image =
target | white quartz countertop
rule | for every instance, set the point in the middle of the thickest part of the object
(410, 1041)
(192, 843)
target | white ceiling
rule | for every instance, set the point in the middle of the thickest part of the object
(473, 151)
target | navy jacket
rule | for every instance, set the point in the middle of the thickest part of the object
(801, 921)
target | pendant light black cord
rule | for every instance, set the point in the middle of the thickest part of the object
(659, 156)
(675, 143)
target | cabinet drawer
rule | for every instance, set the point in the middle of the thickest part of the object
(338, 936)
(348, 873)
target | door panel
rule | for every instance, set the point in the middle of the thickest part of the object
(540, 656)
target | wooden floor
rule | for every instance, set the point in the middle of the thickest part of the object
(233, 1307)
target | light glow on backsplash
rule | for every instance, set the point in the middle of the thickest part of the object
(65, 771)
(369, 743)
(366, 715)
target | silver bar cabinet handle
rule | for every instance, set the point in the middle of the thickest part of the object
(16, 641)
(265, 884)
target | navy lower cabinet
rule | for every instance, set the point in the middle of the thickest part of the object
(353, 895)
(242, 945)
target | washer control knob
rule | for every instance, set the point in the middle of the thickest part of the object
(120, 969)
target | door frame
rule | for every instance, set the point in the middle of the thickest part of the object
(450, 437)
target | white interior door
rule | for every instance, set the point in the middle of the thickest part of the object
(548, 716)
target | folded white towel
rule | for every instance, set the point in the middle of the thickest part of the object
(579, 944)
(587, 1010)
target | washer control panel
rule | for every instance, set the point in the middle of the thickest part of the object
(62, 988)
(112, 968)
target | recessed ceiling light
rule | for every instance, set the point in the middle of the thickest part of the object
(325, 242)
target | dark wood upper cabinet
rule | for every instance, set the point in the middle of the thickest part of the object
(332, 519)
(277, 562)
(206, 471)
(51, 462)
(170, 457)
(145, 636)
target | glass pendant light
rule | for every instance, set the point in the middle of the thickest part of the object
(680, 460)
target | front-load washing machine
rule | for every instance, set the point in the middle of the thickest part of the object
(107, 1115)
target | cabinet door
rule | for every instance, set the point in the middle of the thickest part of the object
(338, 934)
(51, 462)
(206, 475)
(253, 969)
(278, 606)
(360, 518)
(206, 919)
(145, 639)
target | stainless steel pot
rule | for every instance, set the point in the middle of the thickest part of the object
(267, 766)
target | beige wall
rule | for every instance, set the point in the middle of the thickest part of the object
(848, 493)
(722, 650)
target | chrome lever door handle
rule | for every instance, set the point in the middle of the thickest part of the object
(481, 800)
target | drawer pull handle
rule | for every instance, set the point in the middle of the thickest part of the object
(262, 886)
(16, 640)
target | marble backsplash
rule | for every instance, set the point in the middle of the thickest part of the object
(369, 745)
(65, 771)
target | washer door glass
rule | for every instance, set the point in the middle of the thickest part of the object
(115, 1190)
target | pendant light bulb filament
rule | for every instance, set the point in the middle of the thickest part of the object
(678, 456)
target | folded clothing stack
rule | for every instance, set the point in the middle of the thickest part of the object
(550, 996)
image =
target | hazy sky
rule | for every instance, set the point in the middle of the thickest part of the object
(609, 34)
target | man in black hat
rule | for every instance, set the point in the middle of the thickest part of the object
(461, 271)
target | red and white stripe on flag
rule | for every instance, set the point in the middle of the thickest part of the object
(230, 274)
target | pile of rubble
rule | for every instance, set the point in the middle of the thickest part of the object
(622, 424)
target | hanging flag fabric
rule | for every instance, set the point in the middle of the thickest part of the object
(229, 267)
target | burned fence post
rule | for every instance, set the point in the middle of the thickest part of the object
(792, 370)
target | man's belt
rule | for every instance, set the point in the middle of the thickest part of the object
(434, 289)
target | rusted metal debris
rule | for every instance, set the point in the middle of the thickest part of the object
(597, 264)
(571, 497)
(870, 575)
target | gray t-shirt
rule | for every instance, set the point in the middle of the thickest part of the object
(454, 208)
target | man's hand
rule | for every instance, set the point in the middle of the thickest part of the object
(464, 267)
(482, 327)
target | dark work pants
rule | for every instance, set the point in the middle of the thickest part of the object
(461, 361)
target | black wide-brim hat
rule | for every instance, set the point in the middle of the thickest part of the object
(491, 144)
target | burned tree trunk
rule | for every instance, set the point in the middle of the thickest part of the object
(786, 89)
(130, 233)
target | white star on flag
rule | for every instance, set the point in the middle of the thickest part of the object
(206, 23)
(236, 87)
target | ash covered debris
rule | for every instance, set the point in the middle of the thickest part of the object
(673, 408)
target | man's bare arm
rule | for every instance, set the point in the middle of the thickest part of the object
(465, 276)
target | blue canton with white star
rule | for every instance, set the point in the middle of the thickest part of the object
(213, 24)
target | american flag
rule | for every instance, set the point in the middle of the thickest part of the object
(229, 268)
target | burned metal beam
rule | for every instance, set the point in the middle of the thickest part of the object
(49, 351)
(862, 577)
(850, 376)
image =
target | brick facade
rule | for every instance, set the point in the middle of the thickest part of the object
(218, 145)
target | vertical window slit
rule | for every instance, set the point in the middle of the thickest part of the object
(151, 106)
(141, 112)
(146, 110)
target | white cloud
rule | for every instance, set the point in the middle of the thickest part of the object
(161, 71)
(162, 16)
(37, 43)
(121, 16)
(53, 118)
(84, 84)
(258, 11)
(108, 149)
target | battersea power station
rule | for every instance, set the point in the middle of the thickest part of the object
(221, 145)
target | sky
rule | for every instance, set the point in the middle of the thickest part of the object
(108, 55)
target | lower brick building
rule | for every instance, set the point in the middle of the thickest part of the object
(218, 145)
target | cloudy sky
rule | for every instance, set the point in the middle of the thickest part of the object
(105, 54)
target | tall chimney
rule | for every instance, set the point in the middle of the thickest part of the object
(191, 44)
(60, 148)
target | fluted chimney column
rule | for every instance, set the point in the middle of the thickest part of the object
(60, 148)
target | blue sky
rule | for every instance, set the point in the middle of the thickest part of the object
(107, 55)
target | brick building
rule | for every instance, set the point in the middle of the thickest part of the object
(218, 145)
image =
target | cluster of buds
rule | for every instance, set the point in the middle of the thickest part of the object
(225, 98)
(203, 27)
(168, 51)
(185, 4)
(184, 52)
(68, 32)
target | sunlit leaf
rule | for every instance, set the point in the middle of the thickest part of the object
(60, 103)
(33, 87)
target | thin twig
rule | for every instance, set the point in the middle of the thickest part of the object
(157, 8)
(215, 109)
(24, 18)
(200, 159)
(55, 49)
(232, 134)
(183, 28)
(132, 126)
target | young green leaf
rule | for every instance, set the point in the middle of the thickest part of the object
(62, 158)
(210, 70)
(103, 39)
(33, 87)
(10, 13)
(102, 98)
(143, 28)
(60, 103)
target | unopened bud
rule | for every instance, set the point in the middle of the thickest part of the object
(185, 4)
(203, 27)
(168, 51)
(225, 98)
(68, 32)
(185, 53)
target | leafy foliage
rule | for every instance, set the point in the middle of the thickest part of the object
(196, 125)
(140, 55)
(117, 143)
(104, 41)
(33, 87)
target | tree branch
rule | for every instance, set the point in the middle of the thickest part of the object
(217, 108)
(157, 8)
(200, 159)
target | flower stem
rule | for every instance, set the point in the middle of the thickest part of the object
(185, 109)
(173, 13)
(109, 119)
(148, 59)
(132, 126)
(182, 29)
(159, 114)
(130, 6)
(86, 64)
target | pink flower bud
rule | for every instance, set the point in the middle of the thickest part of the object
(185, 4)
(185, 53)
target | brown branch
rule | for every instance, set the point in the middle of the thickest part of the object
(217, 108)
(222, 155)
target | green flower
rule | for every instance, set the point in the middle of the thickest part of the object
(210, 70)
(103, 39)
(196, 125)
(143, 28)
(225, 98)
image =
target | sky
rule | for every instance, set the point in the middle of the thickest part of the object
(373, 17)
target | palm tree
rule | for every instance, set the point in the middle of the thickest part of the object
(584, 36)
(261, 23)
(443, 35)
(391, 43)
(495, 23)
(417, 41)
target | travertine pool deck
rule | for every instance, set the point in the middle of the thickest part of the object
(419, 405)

- - - - -

**GIVEN INSTRUCTION:** Repeat only the lines from the one holding "target | pink flower bud" through the last line of the data.

**THE OUTPUT:**
target | pink flower bud
rule | for every instance, set the point in the middle of the thickest part of the object
(185, 4)
(185, 53)
target | brown branch
rule | for every instance, set the point in the middle of the thickest part of the object
(217, 108)
(222, 155)
target | green flower
rule | for every instance, set the point in the middle of the thickest part of the object
(210, 70)
(103, 39)
(196, 125)
(143, 28)
(225, 98)
image =
target | sky
rule | for every instance, set the point in the middle of the thickest part of the object
(373, 17)
target | palm tree
rule | for every instance, set the point in the middle of the thickest part of the object
(584, 36)
(261, 23)
(443, 35)
(391, 43)
(495, 23)
(417, 41)
target | travertine pool deck
rule | for every instance, set the point in the middle of the thickest part of the object
(419, 405)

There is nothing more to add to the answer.